**EXTRAIT:**
Vie de mensonge - Isabelle : "Ma décision est incompréhensible pour la plupart. Il va penser que je suis une mère monstrueuse"

Isabelle, 32 ans, vit actuellement une relation avec un homme qu'elle aime mais à qui elle a caché un pan important de sa vie. La trentenaire a eu un enfant à 16 ans. Un garçon qu'elle a abandonné. Elle redoute la réaction de son conjoint et préfère se taire à jamais.

Vie de mensonge - Isabelle :
Vie de mensonge - Isabelle : "Ma décision est incompréhensible pour la plupart. Il va penser que je suis une mère monstrueuse"

Crédit : Getty

Isabelle a 32 ans et est en couple depuis 6 ans : "Quand je me suis mise en couple avec lui, ce n’était pas du tout prévu. Je pensais rester toute seule un moment. Je n’avais pas trop envie d’être avec quelqu’un à cause de mon histoire personnelle. Je venais de vivre un deuil, je venais de vivre une rupture, j’avais pris des décisions difficiles. Je ne me voyais pas m’engager à nouveau avec quelqu’un. Et puis il est arrivé et ça a été un grand bouleversement dans ma vie. Mais au moment de la rencontre, j’ai paniqué. Je ne lui ai pas tout dit sur moi. J’ai commis un gros mensonge pas omission que je regrette maintenant."

**DONNÉES FOURNIES:**
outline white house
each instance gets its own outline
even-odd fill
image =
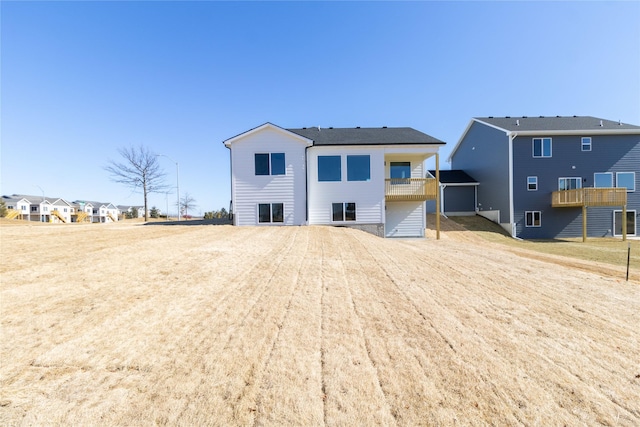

**OBJECTIF DU TRAVAIL:** Recopiez sans rien changer le passage de l'extrait sur le mensonge d'Isabelle qui va de « Isabelle, 32 ans, vit » jusqu'à « taire à jamais. ».

**RÉPONSE RÉDIGÉE:**
Isabelle, 32 ans, vit actuellement une relation avec un homme qu'elle aime mais à qui elle a caché un pan important de sa vie. La trentenaire a eu un enfant à 16 ans. Un garçon qu'elle a abandonné. Elle redoute la réaction de son conjoint et préfère se taire à jamais.